EXERCISES —
• a. Copy the part of the YouTube collaboration guide that begins with the words containing "1. Approach people you already have a relationship with." and ends with "your existing subscribers.", keeping every word and mark as it appears.
• b. Write the next part of the YouTube collaboration guide, picking up right after its last sentence.

____ PAGE EXTRACT

Oct 22, 2020• Proven solutions

The following is a guide to YouTube collaborations - specifically, it's a list of tips for finding and approaching collab partners. Here are videos from 4 YouTubers who have done successful collabs about how they were able to get other creators to work with them.

  1. Tips from Tech YouTuber Roberto Blake
    1. Approach people you already have a relationship with
    2. Think about what your potential partner could have to offer your existing subscribers
    3. Create quality content consistently
  2. Tips from YouTube Guru Nick Nimmin
    1. Use the person’s name when you contact them
    2. Keep it simple
    3. Have ideas
  3. Tips from Freelancer / Lifestyle Vlogger Amy Schmittauer
    1. Networking is important in finding collab partners
    2. Don’t stray too far from your other content
    3. Thank the people you work with in your videos
  4. Tips from Lifestyle and Fashion YouTuber MyLifeAsEva
    1. Don’t approach other YouTubers as a ‘fan’
    2. Ask questions
    3. Use Twitter

 

Also, check out these tips on how to grow your channel using collab videos.

 

 

Tips From Tech YouTuber Roberto Blake

Roberto Blake is a YouTuber who does tech reviews and graphic design tutorials in addition to providing great information about being a creative entrepreneur. He has done several collab videos and has a lot of advice about how to find potential partners. Here are 3 of his biggest tips:

 

1. Approach people you already have a relationship with.

This could mean friends, people you have met at events like VidCon, or people who are subscribed to your channel. It is easier for someone to want to collaborate with you if they feel like they know you.

2. Think about what your potential partner could have to offer your existing subscribers.

________
____ EXCERPTED DATA

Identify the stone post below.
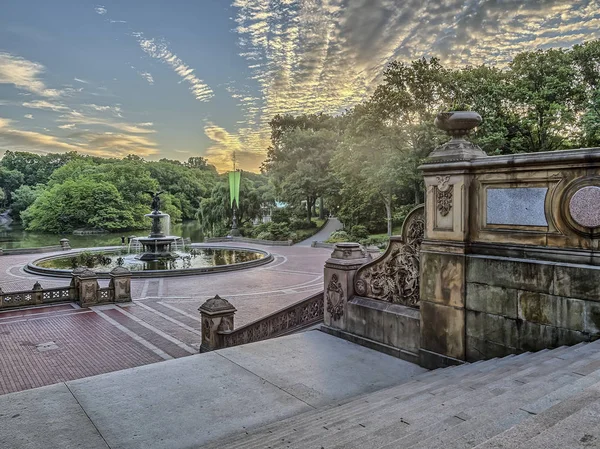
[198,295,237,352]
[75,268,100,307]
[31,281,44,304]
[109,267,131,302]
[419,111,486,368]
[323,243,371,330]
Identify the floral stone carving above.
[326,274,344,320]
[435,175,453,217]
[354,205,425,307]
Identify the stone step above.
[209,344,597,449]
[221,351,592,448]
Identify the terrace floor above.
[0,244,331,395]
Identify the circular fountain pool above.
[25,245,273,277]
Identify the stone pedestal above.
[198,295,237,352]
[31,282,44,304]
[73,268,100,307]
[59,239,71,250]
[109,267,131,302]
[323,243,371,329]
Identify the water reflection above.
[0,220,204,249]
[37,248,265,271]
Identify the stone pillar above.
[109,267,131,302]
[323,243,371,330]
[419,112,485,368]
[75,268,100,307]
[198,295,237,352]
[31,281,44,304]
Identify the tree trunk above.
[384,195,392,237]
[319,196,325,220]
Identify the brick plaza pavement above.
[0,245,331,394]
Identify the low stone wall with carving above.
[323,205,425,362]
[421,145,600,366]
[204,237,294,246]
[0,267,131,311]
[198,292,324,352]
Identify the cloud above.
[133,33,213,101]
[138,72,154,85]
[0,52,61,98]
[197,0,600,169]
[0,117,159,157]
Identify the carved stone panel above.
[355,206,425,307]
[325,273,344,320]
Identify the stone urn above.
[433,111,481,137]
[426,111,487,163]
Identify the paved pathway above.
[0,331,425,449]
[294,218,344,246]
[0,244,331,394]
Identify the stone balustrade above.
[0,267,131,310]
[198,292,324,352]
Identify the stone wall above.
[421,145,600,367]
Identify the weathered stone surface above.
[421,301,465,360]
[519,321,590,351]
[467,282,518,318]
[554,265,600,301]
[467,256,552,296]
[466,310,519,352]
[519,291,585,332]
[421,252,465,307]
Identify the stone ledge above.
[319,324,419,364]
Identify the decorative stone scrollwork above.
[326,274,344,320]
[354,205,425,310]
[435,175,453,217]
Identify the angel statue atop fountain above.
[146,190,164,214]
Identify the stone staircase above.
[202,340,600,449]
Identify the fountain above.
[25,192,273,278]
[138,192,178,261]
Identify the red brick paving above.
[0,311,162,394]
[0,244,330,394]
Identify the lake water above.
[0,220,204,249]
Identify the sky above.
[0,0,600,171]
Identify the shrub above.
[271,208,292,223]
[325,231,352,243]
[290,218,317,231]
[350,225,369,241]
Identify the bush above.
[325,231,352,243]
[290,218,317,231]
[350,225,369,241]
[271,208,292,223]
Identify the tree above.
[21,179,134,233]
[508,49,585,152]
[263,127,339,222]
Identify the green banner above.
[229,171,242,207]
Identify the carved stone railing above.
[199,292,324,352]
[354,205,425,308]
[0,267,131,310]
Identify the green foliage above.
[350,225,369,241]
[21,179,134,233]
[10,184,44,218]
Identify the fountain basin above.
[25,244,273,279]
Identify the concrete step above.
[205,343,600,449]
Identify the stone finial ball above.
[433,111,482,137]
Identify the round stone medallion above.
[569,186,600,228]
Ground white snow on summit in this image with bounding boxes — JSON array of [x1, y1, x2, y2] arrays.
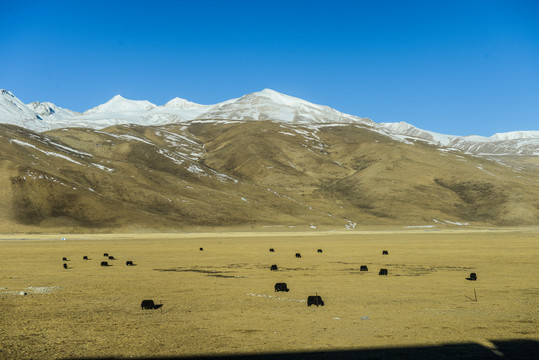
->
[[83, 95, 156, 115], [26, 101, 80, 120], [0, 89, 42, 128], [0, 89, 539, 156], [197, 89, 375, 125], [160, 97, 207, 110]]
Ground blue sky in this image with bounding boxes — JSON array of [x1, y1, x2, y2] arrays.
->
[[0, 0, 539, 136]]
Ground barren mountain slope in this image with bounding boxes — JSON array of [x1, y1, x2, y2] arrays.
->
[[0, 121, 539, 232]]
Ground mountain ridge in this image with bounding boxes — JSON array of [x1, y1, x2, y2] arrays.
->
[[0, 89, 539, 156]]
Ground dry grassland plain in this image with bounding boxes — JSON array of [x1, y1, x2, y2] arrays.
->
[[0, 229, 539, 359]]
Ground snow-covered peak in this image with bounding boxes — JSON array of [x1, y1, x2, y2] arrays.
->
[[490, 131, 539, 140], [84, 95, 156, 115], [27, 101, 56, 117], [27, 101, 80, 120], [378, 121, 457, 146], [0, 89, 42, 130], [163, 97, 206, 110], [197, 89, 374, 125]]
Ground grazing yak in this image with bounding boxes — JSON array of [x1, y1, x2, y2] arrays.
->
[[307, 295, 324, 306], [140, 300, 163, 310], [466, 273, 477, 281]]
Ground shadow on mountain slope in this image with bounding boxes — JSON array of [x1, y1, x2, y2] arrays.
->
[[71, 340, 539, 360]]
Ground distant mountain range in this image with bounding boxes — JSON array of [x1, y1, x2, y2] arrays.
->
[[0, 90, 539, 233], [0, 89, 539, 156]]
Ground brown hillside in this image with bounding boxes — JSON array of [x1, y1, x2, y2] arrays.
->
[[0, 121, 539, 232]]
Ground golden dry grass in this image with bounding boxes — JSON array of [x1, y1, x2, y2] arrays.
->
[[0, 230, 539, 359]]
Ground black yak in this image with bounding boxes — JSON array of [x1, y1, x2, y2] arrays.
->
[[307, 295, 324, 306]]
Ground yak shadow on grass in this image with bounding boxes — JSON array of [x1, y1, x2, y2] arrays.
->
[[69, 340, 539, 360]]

________

ANSWERS FOR THE TASKS —
• a.
1. Approach people you already have a relationship with.

This could mean friends, people you have met at events like VidCon, or people who are subscribed to your channel. It is easier for someone to want to collaborate with you if they feel like they know you.

2. Think about what your potential partner could have to offer your existing subscribers.

• b.
People sub to Roberto for tech advice, for example, so it makes sense for him to collaborate with people who have insights into technology. Collaborations should never be all about bringing in new subs – make your videos for the people who already watch your channel.

3. Create quality content consistently.

If you approach somebody about collaborating and they see that you haven’t posted in over a month, or that you don’t have many videos, it might be harder to get them to agree to work with you. The same goes if they watch your videos and don’t think they are at the same quality level as their videos.

 

 

Tips From YouTube Guru Nich Nimmin

This is a collab video about collab videos! Nick Nimmin’s channel is all about YouTube, and Brandon’s channel OnePercentBetter has tons of cool self-development animations. It’s Brandon giving the tips in this video, and 3 of his best are:

 

1. Use the person’s name when you contact them.

This might seem obvious, but it is an easy mistake to make. If you send someone an email where you don’t use their name (maybe you just say ‘hey’) it will seem like you aren’t interested in them. Talking about a video of theirs you like can also help show your interest in them as a creator.

2. Keep it simple.

When you’re approaching someone for the first time, don’t overwhelm them with a long email. Limit yourself to around two paragraphs.

3. Have ideas.

Don’t make your potential partner do the work of pitching ideas to you. Be open to their ideas, but come up with 1 or 2 ideas of your own you can mention when you approach the creator you want to work with. People will be more likely to say ‘yes’ to a specific idea than to the idea of collaborating in general, if they don’t already know you.

 

 

Tips From Freelancer / Lifestyle Vlogger Amy Schmittauer

Amy Schmittauer of Savvy Sexy Social does vlogs, lifestyle videos, and provides tips on being a freelancer. After doing several collabs in one week, she posted this video about how collaborations work best and how you should approach people you might want to work with.

 

1. Networking is important in finding collab partners.

Be nice to other creators when you meet them, offline or online, and build real relationships. Amy got to collaborate with Marques Brownlee (MKBHD) even though she had not met him before because Austin Evans - who she had built a friendship with – vouched for her with him. When you are networking, think beyond what the immediate payoff could be.

2. Don’t stray too far from your other content.

Aim to make your collab videos similar, content-wise, to the other videos on your channel. That way the new viewers you get from having the guest YouTuber in your video will be able to make an informed decision about whether they want to subscribe to you.

3. Thank the people you work with in your videos.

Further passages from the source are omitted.